Texte proposé
^^^^

Si la balle rebondit dans la zone autorisée et touche le mur situé derrière le joueur adverse, le joueur qui l'a lancée gagne un point. La balle ne doit pas toucher le filet ou le joueur adverse avant le mur, sinon le point ne compte pas. Le joueur ne doit pas dépasser la zone autorisée pour lancer la balle, sinon le point ne compte pas non plus. Le joueur ne doit pas mettre trop de temps pour lancer sa balle, sinon les deux balles reviennent à son adversaire. Ce temps est à la discrétion de l'arbitre qui a le dernier mot... ; et quelques règles encore... Comme tous les jeux, il comporte des règles et il faut les respecter.

Le Plyball est plus qu'un jeu, c'est un sport éprouvant qui nécessite une tenue sportive avec chaussures, short, genouillères (car les joueurs se retrouvent souvent au sol) et lunettes de protection, un peu comme le squash mais sans la raquette et avec deux joueurs qui se font face. Les balles sont lancées à mains nues. Comme le jeu est très rapide, il nécessite un arbitre. Et c'est là que les problèmes commencent...

Au début l'arbitre, une femme qui domine du haut de sa chaise surélevée les deux hommes en train de s'agiter, semble accomplir sa tâche avec sérieux. On entend son sifflet retentir de manière stridente et sa voix ordonner: «joueurs au mur - blocage - balle déviée - hors limite - faute principale - faute de pied - procédure illégale - remise - moins de 30 secondes de jeu...» tout en comptant les points pour déclarer enfin le résultat du round. L'arbitre constitue l'autorité suprême que personne n'a l'idée de contester. Pas même lorsqu'elle demande aux spectateurs de prendre parti pour l'un ou l'autre joueur sur les critères de leurs choix, habileté, beauté, intelligence, musculature des mollets ou des mains, persévérance... autant de qualités prétend-elle qu'on devrait reproduire pour que la société se bonifie et que l'on vive dans un monde qui soit meilleur.

Mais au fil des rounds, le comportement de l'arbitre se modifie. Elle n'est pas aussi fiable et juste qu'on aurait pu le croire ou le vouloir. Elle a même quelques aspects inquiétants...

^^^^

Entrées
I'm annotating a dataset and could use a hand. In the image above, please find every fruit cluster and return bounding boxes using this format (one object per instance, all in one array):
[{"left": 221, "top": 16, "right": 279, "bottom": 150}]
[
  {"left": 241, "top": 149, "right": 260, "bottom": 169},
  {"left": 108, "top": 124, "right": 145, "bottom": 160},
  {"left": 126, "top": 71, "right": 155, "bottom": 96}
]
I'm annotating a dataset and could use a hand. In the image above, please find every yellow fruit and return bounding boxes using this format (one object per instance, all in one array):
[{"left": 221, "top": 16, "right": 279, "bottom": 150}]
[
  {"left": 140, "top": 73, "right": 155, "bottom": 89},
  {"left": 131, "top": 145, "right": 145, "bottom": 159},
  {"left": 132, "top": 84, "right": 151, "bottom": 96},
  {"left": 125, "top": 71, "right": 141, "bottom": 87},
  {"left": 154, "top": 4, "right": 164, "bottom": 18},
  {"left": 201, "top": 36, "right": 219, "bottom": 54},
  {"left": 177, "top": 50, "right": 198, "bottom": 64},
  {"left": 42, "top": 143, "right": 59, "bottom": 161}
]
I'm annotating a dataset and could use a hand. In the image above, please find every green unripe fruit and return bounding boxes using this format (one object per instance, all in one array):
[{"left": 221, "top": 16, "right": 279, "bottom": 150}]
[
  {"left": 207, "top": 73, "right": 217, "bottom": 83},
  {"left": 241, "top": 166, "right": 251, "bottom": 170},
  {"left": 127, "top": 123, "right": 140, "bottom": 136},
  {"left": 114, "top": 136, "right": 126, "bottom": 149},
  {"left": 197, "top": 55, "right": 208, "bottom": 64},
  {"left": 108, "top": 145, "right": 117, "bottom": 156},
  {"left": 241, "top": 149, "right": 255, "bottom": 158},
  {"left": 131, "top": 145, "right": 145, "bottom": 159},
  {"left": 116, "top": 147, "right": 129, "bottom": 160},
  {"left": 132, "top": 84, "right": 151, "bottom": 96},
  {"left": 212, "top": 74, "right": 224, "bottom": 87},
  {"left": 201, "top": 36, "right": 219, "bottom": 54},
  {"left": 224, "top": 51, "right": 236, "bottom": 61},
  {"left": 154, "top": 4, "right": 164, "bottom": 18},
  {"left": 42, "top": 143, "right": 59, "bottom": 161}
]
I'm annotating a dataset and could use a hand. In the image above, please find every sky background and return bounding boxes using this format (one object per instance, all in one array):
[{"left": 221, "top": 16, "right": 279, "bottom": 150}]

^^^^

Consignes de travail
a. D'après le texte sur le Plyball, comment les joueurs lancent-ils les balles ?
b. Extrayez du texte sur le Plyball le passage qui commence à « Le Plyball est » et se termine à « les problèmes commencent... ».
Les entrées n'interviennent pas dans ce travail.

Corrigé
a. À mains nues.

b.
Le Plyball est plus qu'un jeu, c'est un sport éprouvant qui nécessite une tenue sportive avec chaussures, short, genouillères (car les joueurs se retrouvent souvent au sol) et lunettes de protection, un peu comme le squash mais sans la raquette et avec deux joueurs qui se font face. Les balles sont lancées à mains nues. Comme le jeu est très rapide, il nécessite un arbitre. Et c'est là que les problèmes commencent...